__WORK TASK__
Repeat the records word for word.
** DATASET RECORDS follows **
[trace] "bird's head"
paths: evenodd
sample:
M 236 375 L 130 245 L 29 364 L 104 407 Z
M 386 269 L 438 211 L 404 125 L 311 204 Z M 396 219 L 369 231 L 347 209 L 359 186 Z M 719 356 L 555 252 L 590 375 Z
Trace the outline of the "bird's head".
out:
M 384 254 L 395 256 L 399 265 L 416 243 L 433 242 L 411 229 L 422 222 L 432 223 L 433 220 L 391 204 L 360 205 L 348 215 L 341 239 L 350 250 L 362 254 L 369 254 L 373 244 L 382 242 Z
** End of DATASET RECORDS **
__RESPONSE__
[trace] "bird's head"
paths: evenodd
sample:
M 236 375 L 130 245 L 29 364 L 104 407 Z
M 386 269 L 438 211 L 404 125 L 311 204 Z M 396 219 L 369 231 L 347 209 L 359 186 Z M 719 356 L 555 252 L 590 375 Z
Trace the outline of the "bird's head".
out:
M 384 254 L 395 256 L 399 265 L 416 243 L 433 242 L 411 229 L 422 222 L 432 223 L 433 220 L 391 204 L 360 205 L 348 215 L 341 239 L 350 250 L 362 254 L 369 254 L 373 244 L 382 242 Z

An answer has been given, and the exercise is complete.